Reproduce, character for character, only the lines of the data that begin with the line containing "detector, find proflowers" and continue through the line containing "[81,306,109,402]", including both of those lines.

============

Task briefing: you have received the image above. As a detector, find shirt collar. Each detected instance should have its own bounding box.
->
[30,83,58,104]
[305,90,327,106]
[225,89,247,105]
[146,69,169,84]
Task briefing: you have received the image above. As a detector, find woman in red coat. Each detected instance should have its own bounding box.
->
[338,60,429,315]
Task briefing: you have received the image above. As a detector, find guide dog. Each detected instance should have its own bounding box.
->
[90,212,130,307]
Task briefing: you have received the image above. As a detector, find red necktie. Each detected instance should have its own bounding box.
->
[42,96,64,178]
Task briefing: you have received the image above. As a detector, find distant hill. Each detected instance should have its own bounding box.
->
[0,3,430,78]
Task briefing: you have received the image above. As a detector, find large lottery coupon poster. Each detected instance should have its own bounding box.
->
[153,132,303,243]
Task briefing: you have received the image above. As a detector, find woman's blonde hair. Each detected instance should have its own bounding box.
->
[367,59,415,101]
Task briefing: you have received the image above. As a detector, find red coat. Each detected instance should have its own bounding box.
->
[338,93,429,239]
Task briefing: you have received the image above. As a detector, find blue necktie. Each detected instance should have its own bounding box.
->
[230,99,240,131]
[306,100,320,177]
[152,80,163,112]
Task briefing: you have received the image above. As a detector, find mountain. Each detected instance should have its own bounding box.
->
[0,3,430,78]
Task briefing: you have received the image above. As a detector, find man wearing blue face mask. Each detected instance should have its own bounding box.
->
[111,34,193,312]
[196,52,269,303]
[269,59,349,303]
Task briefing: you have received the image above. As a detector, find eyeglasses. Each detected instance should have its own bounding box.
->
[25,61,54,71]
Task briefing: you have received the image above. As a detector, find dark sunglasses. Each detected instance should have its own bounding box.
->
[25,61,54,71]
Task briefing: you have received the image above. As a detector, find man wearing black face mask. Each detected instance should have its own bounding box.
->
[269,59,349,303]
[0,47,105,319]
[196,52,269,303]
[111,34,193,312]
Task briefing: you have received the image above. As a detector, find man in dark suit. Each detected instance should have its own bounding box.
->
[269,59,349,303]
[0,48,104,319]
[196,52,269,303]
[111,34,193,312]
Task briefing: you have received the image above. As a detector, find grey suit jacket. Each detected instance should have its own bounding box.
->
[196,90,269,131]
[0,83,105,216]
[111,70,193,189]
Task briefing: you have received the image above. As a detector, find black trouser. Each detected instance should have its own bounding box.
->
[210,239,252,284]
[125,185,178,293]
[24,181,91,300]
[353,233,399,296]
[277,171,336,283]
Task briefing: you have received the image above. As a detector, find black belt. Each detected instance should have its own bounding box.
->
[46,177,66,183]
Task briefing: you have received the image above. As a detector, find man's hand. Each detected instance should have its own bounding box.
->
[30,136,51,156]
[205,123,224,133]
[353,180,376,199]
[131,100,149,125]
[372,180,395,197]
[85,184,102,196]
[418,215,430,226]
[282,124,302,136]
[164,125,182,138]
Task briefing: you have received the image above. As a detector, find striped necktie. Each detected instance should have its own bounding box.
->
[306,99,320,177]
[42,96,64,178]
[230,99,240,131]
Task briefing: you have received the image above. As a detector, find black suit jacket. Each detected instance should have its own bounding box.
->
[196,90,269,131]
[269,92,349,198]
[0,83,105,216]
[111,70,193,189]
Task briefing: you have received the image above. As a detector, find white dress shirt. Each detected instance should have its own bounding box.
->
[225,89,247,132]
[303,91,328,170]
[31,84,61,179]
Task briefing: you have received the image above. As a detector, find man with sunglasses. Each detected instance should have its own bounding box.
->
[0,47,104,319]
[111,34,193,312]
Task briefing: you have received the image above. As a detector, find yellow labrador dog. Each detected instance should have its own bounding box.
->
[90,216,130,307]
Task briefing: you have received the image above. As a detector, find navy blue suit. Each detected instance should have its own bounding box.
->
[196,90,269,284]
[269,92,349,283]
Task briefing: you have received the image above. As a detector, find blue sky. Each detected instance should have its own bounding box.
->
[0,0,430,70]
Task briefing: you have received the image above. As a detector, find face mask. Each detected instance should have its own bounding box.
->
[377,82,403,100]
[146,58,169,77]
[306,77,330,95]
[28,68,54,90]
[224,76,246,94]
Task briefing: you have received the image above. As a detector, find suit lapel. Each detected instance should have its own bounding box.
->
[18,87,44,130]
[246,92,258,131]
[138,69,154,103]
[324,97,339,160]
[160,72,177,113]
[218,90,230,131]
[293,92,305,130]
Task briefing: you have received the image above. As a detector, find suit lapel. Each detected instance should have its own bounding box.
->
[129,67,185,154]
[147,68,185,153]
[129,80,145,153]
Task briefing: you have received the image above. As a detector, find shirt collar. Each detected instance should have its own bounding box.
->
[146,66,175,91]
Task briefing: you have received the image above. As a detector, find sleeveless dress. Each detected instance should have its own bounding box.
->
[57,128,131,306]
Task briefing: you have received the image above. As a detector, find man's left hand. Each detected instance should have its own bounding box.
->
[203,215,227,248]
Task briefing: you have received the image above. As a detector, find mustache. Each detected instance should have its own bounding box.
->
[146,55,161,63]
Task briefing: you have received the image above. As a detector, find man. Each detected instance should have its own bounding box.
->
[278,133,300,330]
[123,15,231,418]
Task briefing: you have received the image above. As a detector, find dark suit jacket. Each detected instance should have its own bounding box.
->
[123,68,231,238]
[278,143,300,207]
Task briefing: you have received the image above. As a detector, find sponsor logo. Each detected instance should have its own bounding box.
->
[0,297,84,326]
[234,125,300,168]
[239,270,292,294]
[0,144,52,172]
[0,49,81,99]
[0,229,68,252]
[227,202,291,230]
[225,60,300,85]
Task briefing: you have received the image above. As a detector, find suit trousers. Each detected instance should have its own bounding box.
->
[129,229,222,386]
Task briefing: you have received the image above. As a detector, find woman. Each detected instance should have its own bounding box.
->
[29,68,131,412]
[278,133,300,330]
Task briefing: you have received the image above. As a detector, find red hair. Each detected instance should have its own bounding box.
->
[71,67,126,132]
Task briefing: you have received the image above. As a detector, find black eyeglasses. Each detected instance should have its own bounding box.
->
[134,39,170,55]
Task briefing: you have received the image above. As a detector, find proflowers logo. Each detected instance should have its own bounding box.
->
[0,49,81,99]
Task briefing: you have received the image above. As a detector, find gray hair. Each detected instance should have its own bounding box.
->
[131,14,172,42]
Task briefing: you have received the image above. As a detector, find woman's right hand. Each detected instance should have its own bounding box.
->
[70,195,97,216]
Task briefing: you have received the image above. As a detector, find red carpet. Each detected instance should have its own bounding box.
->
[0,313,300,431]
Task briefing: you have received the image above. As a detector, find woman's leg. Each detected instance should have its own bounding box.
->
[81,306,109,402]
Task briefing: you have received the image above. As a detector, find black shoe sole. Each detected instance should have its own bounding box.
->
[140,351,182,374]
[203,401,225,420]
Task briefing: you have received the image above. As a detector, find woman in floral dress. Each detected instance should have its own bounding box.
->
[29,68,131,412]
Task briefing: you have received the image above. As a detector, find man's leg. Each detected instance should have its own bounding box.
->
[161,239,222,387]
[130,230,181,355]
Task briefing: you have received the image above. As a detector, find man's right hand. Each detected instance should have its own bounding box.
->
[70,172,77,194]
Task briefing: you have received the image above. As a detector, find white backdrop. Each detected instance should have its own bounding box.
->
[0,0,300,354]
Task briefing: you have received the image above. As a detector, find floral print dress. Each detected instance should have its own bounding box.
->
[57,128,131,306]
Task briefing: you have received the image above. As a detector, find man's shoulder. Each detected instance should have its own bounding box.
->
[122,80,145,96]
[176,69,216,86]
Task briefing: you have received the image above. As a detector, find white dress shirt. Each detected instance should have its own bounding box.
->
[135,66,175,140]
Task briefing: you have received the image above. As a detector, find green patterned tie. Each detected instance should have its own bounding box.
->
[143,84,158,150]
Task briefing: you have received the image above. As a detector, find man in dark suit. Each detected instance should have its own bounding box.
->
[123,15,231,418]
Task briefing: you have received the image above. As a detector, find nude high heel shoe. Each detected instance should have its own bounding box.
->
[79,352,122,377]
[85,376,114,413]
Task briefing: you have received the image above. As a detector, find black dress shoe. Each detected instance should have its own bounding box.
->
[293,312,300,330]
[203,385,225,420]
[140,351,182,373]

============

- Response to this exercise:
Task briefing: you have received the image above. As a detector, find proflowers logo. Each detected instance should have its own bounding box.
->
[0,49,81,99]
Task briefing: you have received the image above. As a detector, find gray hair. Each detected instance should have its own bounding box.
->
[131,14,172,42]
Task briefing: you have received the image above. As a detector, find woman's right hand. Each detected instance should have its own bounding box.
->
[70,195,97,216]
Task briefing: you have received the image above. As a detector, find red carpet. Each detected instance should have its own bounding box.
->
[0,313,300,431]
Task briefing: you have received the image above. As a detector, find woman's leg. Each detected instance should have its own bounding box.
->
[81,306,109,402]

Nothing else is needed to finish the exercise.